• **Source data**:

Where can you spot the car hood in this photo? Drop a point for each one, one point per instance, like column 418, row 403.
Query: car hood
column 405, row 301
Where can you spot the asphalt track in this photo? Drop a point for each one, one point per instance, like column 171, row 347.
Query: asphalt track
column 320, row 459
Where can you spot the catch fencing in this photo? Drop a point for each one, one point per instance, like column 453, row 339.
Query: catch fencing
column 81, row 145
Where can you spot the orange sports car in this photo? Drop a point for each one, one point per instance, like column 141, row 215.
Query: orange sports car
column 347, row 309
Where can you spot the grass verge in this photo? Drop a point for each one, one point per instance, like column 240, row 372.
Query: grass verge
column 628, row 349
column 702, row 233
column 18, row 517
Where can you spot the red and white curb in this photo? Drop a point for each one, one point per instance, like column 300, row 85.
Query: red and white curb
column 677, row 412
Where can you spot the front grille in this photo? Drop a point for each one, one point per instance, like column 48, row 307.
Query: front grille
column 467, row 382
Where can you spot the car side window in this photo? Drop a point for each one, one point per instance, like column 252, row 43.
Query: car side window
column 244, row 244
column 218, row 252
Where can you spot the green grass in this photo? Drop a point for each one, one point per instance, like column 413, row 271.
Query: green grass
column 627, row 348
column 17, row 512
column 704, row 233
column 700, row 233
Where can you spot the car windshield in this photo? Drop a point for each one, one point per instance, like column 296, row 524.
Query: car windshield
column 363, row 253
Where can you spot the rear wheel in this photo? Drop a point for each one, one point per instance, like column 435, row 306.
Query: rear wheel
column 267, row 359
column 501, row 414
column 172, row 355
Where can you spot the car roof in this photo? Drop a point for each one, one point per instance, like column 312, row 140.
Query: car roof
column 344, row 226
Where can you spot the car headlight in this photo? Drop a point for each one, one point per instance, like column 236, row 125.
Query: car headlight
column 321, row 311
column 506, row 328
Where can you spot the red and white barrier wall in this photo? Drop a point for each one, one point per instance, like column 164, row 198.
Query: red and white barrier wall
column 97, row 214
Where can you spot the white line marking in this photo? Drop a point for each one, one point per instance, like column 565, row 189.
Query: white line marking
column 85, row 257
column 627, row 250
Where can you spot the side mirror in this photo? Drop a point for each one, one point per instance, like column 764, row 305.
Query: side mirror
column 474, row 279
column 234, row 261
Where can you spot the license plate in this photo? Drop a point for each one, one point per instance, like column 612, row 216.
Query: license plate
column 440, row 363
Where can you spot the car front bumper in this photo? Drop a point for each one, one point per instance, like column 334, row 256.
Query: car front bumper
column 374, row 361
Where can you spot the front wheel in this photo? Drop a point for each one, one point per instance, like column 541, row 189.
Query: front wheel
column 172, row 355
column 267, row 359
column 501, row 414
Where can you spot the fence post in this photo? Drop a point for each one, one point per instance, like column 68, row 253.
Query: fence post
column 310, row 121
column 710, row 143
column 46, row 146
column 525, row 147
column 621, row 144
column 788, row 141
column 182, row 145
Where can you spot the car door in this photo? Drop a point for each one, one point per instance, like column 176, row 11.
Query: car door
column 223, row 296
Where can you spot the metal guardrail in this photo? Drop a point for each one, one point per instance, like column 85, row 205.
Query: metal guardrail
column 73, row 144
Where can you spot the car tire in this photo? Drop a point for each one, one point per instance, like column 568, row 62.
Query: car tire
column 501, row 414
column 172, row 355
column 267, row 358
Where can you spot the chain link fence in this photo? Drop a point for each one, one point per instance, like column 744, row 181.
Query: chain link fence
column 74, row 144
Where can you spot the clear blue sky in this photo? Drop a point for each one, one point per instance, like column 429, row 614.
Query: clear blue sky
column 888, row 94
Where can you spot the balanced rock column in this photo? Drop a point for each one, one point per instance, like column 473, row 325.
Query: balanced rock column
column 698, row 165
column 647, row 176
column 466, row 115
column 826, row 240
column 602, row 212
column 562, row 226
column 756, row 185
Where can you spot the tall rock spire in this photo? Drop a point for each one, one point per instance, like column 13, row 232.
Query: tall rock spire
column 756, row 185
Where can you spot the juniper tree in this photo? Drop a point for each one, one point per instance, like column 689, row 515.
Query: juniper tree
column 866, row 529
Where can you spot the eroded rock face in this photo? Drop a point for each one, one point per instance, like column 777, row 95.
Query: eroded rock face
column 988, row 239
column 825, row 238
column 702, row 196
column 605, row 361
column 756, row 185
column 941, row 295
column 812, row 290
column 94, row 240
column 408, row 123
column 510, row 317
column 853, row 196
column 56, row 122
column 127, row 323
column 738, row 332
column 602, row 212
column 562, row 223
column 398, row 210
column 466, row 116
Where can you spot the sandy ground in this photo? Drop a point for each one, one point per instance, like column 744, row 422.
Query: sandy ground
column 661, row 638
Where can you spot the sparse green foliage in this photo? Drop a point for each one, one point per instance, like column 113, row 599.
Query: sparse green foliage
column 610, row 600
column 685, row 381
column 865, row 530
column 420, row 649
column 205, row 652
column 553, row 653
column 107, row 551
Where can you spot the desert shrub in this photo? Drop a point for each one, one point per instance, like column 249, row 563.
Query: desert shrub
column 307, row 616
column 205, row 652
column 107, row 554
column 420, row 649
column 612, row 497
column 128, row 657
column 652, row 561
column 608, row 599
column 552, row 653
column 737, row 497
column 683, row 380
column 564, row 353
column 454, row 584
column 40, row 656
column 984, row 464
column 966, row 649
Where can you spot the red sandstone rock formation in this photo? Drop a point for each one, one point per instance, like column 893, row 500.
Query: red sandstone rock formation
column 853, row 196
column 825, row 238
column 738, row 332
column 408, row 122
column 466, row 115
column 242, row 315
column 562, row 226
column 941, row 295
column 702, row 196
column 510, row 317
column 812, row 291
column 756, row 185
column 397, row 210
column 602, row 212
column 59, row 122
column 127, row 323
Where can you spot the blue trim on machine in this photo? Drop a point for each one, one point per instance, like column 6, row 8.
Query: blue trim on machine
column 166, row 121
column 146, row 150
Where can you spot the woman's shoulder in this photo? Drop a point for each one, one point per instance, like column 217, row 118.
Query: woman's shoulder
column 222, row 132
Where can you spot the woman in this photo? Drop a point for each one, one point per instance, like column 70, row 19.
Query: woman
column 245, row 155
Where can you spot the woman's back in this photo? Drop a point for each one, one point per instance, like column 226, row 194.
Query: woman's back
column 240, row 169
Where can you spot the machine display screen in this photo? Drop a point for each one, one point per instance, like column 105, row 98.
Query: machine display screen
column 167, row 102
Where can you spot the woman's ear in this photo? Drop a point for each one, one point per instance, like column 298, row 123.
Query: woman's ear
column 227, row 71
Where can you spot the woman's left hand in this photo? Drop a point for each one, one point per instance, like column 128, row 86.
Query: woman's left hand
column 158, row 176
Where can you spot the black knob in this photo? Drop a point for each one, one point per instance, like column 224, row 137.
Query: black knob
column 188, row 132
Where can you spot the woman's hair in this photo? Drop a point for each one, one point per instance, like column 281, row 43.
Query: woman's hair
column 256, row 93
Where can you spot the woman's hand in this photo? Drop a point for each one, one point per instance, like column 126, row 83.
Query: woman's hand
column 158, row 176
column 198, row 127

• **Work to be completed**: What is needed here is a word-for-word copy of the whole listing.

• **Task answer**:
Where can you spot the car hood in this photo? Drop a point for each one, one point per instance, like column 418, row 403.
Query: car hood
column 405, row 301
Where can you spot the asphalt track in this photo? Drop a point for each one, one point per instance, like column 171, row 347.
Query: asphalt track
column 320, row 459
Where can you spot the catch fencing in this photo? Drop a point for each one, one point per instance, like column 453, row 339.
Query: catch fencing
column 81, row 145
Where can you spot the orange sports car in this photo? Drop a point for each one, one point per instance, like column 141, row 215.
Query: orange sports car
column 347, row 309
Where can you spot the grass verge in this photo? Drop a point for each one, one point per instance, like column 240, row 372.
Query: grass verge
column 628, row 349
column 702, row 233
column 18, row 517
Where can you spot the red and white curb in this photo? Drop a point for each one, one point per instance, like column 300, row 85.
Query: red and white curb
column 677, row 412
Where can you spot the front grille in this photo? Drop a point for each one, one point per instance, like column 48, row 307.
Query: front grille
column 467, row 382
Where can you spot the car side window in this photo? Drop a point for each one, one point per instance, like column 252, row 43.
Query: car side window
column 244, row 244
column 218, row 252
Where can you spot the green grass in this photo? Drop a point for each one, one point per instance, like column 413, row 271.
Query: green grass
column 627, row 348
column 17, row 512
column 704, row 233
column 700, row 233
Where can you spot the car windshield in this photo? Drop a point for each one, one point per instance, like column 296, row 524.
Query: car windshield
column 363, row 253
Where can you spot the rear wheel in this photo? Drop a point for each one, one point per instance, like column 435, row 306.
Query: rear wheel
column 267, row 359
column 501, row 414
column 172, row 355
Where can you spot the car roof in this photo? Drop a point for each one, one point per instance, like column 312, row 140.
Query: car roof
column 344, row 226
Where can you spot the car headlight in this photo? Drop a point for each one, one point per instance, like column 236, row 125.
Query: car headlight
column 321, row 311
column 506, row 328
Where can you spot the red and white barrier wall in this photo? Drop a point for each one, one point per instance, like column 164, row 198.
Query: red and white barrier wall
column 97, row 214
Where can you spot the white line marking in this photo? Drop a point for each one, one point per instance, like column 565, row 189.
Query: white line marking
column 85, row 257
column 627, row 250
Where can you spot the side mirror in this photo? Drop a point for each one, one point per instance, like column 764, row 305.
Query: side mirror
column 474, row 279
column 234, row 261
Where can you spot the license plate in this photo? Drop a point for each one, one point per instance, like column 612, row 216.
Query: license plate
column 440, row 363
Where can you spot the car front bumper in this photo? Drop a point for each one, one point per instance, like column 334, row 256.
Query: car front bumper
column 374, row 361
Where can you spot the front wheel in this photo? Drop a point for each one, one point per instance, like column 541, row 189.
Query: front wheel
column 172, row 355
column 267, row 359
column 501, row 414
Where can you spot the fence post in this photo? Drop a point for each one, one point per instance, like column 68, row 253.
Query: fence post
column 310, row 121
column 710, row 143
column 46, row 146
column 525, row 147
column 621, row 144
column 788, row 141
column 182, row 145
Where can you spot the car door in this photo? Drop a point for each one, one point per instance, like column 176, row 11.
Query: car door
column 223, row 296
Where can you spot the metal guardrail in this photo? Drop a point for each one, one point per instance, like column 85, row 205.
Query: metal guardrail
column 73, row 144
Where can you spot the car tire in this photo? Drop a point for each one, one point per instance, like column 568, row 62.
Query: car tire
column 501, row 414
column 172, row 355
column 267, row 358
Where can you spot the chain link fence in this photo? Drop a point for each one, one point per instance, like column 744, row 181.
Query: chain link fence
column 74, row 144
Where can you spot the clear blue sky in this photo? Drop a point for each one, one point per instance, like column 429, row 614.
Query: clear blue sky
column 888, row 94
Where can you spot the balanced rock column in this photo? Drop a point for each one, one point per instance, like column 473, row 325.
Query: balanced rock column
column 698, row 165
column 647, row 176
column 466, row 115
column 826, row 240
column 602, row 212
column 562, row 226
column 756, row 185
Where can you spot the tall rock spire in this photo? Drop a point for each one, one point per instance, like column 13, row 232.
Query: tall rock spire
column 756, row 185
Where can you spot the juniper tree in this photo? Drop a point for each one, one point per instance, like column 689, row 515.
Query: juniper tree
column 866, row 529
Where can you spot the eroded rock face in this photo? Drop a point for each one, one point per instance, like column 777, row 95.
Query: eroded rock face
column 988, row 239
column 825, row 238
column 702, row 196
column 605, row 361
column 756, row 185
column 941, row 295
column 812, row 290
column 94, row 240
column 408, row 123
column 510, row 317
column 853, row 196
column 56, row 122
column 127, row 323
column 738, row 332
column 602, row 212
column 562, row 223
column 398, row 210
column 466, row 116
Where can you spot the sandy ground in this photo? Drop a point for each one, one point per instance, like column 744, row 422.
Query: sandy ground
column 661, row 638
Where can you spot the sparse green foliage in this photo? Drop a point for each one, one point per instance, like column 113, row 599.
Query: sparse green foliage
column 610, row 600
column 685, row 381
column 865, row 530
column 420, row 649
column 205, row 652
column 553, row 653
column 107, row 551
Where can you spot the desert shrub in this photo? Drop a point for each one, one point per instance, like column 249, row 563.
Query: desert shrub
column 307, row 616
column 205, row 652
column 107, row 554
column 420, row 649
column 612, row 497
column 128, row 657
column 652, row 561
column 608, row 599
column 552, row 653
column 737, row 497
column 683, row 380
column 564, row 353
column 454, row 584
column 40, row 656
column 984, row 464
column 966, row 649
Where can you spot the red sandstone rock formation in this photo? Drop a point for each one, one point per instance, like column 893, row 500.
Query: red sandstone rock formation
column 853, row 196
column 825, row 238
column 738, row 332
column 408, row 122
column 466, row 115
column 242, row 315
column 562, row 226
column 941, row 295
column 702, row 196
column 510, row 317
column 812, row 291
column 756, row 185
column 397, row 210
column 602, row 212
column 59, row 122
column 127, row 323
Where can you spot the blue trim on machine in this photo? Drop a point for each one, one point per instance, like column 6, row 8.
Query: blue trim on machine
column 166, row 121
column 146, row 150
Where can you spot the woman's shoulder in this photo? Drop a point for each one, one point per instance, like column 217, row 118.
Query: woman's shoulder
column 222, row 132
Where can you spot the woman in this photo? Drop a point for each one, one point per instance, like column 70, row 19.
Query: woman
column 245, row 155
Where can you spot the woman's back in this photo? Drop a point for each one, one point per instance, like column 226, row 194.
Query: woman's back
column 240, row 169
Where can you spot the machine display screen in this photo? Drop a point for each one, one point per instance, like column 105, row 98.
Query: machine display screen
column 167, row 102
Where can you spot the woman's ear in this photo? Drop a point for each one, one point per instance, like column 298, row 123.
Query: woman's ear
column 227, row 71
Where can you spot the woman's left hand in this photo? Drop a point for each one, one point per instance, like column 128, row 86.
Query: woman's left hand
column 158, row 176
Where can you spot the black knob in this photo? Drop a point for each one, one point per instance, like column 224, row 137.
Query: black knob
column 188, row 132
Where can you spot the woman's hair in this photo? Drop a point for each one, one point per instance, like column 281, row 43.
Query: woman's hair
column 256, row 93
Where can you spot the woman's hand in this photo? Drop a point for each one, one point per instance, like column 126, row 83.
Query: woman's hand
column 158, row 176
column 198, row 127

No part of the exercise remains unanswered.